Using the entries below, copy out all lines where "cabinet" is found.

Region pointing data:
──────────

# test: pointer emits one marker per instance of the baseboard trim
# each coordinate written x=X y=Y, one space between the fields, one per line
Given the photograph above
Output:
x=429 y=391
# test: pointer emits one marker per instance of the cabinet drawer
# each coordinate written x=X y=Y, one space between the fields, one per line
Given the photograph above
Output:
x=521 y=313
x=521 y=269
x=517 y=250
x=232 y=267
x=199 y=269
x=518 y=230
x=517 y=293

──────────

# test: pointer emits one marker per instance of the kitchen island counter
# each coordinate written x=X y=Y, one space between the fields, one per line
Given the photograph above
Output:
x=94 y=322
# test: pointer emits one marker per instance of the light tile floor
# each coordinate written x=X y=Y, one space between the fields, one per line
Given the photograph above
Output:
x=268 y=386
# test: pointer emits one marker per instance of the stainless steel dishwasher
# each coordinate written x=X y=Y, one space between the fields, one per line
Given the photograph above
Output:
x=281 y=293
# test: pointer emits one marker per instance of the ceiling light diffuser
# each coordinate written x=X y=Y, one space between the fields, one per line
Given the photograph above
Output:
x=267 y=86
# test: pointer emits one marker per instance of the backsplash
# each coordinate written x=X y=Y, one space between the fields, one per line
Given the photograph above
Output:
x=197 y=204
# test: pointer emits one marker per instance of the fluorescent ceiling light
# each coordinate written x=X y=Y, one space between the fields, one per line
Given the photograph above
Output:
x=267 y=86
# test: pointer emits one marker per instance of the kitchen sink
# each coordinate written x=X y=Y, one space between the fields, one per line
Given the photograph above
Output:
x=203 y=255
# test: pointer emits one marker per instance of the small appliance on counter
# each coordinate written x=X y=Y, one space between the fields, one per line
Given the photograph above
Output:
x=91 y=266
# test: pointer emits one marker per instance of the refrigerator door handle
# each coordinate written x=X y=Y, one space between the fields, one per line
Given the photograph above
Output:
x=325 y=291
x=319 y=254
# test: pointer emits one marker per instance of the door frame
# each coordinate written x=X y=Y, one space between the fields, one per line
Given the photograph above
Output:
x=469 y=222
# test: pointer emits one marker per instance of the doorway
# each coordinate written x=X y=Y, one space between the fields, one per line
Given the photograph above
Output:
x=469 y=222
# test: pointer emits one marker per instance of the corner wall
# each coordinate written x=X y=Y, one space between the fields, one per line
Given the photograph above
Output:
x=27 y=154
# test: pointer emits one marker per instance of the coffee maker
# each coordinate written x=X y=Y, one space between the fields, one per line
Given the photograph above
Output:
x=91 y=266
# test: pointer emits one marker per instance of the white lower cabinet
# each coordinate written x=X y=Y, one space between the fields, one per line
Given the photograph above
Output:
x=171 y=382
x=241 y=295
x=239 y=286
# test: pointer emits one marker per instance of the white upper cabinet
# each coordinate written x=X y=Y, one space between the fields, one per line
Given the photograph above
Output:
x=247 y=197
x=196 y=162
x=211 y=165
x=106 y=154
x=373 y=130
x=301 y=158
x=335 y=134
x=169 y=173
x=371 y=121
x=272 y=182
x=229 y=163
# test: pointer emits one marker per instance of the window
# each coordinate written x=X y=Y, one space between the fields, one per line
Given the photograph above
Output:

──────────

ANSWER SPACE:
# test: pointer emits one marker per instance of the cabinet drawer
# test: pointer emits one marker per instance of the white lower cabinet
# test: pointer emits one marker per instance of the white upper cabinet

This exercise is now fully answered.